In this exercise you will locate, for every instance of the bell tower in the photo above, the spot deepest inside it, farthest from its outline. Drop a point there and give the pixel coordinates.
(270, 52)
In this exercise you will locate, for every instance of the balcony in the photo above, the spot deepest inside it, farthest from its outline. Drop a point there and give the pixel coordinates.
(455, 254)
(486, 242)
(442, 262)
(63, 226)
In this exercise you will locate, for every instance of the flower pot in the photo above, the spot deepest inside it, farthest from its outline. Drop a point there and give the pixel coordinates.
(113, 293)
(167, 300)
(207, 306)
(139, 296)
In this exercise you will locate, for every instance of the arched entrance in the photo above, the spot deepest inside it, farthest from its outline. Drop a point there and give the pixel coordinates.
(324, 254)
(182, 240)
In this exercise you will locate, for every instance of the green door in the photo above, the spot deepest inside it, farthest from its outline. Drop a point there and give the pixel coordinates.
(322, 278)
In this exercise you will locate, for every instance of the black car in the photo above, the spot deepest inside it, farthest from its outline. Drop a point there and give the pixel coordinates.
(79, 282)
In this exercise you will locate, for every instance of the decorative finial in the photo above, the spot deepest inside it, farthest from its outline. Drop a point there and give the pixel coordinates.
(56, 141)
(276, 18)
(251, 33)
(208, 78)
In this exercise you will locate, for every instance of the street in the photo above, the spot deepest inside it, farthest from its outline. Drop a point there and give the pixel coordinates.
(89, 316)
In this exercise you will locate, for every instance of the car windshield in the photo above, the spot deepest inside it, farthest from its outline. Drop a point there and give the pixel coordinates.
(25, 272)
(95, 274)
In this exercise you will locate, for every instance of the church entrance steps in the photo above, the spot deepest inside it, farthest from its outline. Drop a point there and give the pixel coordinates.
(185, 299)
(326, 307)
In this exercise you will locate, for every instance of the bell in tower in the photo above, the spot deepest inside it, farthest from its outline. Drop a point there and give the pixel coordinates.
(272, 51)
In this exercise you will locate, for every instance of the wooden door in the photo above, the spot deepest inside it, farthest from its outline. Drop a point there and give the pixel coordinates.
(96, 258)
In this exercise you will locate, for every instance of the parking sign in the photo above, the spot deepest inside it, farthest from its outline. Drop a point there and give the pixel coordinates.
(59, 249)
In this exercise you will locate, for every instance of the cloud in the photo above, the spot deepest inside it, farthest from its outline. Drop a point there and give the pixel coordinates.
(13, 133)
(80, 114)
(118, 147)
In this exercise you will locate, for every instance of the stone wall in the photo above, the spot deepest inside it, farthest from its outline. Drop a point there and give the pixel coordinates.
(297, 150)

*What the task requires:* Copy out the whole listing, exactly as written.

*Task answer:*
In this exercise you will locate, for every instance of the bell tower in the photo above, the spot deepest inside it, farthest from its outline. Drop a point there and give the pixel coordinates.
(270, 52)
In this exercise you will locate, for every instance of the balcony in the photo above, the spot deepest inside it, farthest from its outline. Drop a point there and give the pixel coordinates.
(455, 254)
(486, 242)
(442, 262)
(63, 226)
In this exercise you will locate, for every instance of the flower pot in the photo above, the spot deepest inside it, farthest from its outline. Drop a point there and give the pixel coordinates.
(113, 293)
(167, 300)
(207, 306)
(139, 296)
In this exercise you will locate, for every instance of the arched entrance in the photo above, the spot deepest inside it, farthest from its outline. Drop a point there and give the pixel coordinates.
(324, 254)
(182, 240)
In this exercise you will locate, for every instance of the green door in the photo above, the spot deepest inside it, farthest from its outline. Drop a point there and give the pixel coordinates.
(322, 278)
In this exercise you will locate, for every instance of the black car in the photo above, the spot deepest inside it, farthest from its outline. Drop a point there and give the pixel coordinates.
(79, 282)
In this exercise you will locate, for every instance of the decorative finial in the photo above, the spot deepest inside it, farthest from its outline. Drop a point there and give the pixel coordinates.
(56, 141)
(276, 18)
(251, 33)
(208, 78)
In this exercise you will locate, for every instance of the street in the photo above, the spot deepest inside it, farthest from its outline. Drop a point there and give the pixel coordinates.
(89, 316)
In this exercise you will locate, for every instance of the car windshield in the photo above, the spot deepest inside it, farthest from its outline. Drop a point there and give the pixel coordinates.
(25, 272)
(95, 274)
In this exercise you will locate, for every instance of the church entrance steps in the photo above, the spot deepest inside it, farthest from its outline. Drop a point there and give the pixel coordinates.
(185, 299)
(326, 307)
In this exercise you will locate, for every instance of the bell in tower in the photo above, the spot deepest inside it, farthest from its outline. Drop a point there and give the pixel coordinates.
(272, 51)
In this exercise you will locate, for every instance of the wooden door in the photo above, the spot deepest inside it, farthest from its outline. Drop a point there and give the pixel coordinates.
(96, 258)
In this exercise you will locate, for every instance of the parking sign in the photo above, the spot deepest inside it, farthest from its outline. Drop a point there and give the pixel coordinates.
(59, 249)
In this exercise you will locate, for every instance of the cloud in the photo above, the spot deepest inside it, farthest from its outline. Drop a point there and give the pixel coordinates.
(13, 133)
(80, 114)
(118, 147)
In this exercise you will locate, for every instance of the stone wall in the photo above, the spot deepest inside it, farthest from its outline. Drop a point there and give the pixel coordinates.
(297, 150)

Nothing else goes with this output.